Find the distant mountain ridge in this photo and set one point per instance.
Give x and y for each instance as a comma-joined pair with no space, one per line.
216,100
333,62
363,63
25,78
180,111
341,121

> Request:
Rewrite all the items above as a two-column CSV headed "item" and "answer", one row per item. Put the item's text and its answer each in a single quoted field, with line breaks replaced by spaces.

> Completed task:
item,answer
"Find the distant mountain ridge in this photo and set one point per instance. Give x and y for each instance as a comma-joined pair with no space, one per line.","216,100 333,62 363,63 25,78 180,111 341,121"